Only the line with "Give each point" and the lines after it, through the end of the material, belong in the answer; repeat them exactly.
=== Section Start ===
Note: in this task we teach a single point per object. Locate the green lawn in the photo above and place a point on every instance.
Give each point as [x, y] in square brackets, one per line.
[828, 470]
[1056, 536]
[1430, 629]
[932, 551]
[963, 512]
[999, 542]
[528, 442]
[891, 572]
=== Section End ===
## Reply
Give each point as [x, y] in square brackets, one per line.
[828, 470]
[1056, 536]
[1430, 629]
[932, 551]
[963, 512]
[999, 542]
[528, 442]
[891, 572]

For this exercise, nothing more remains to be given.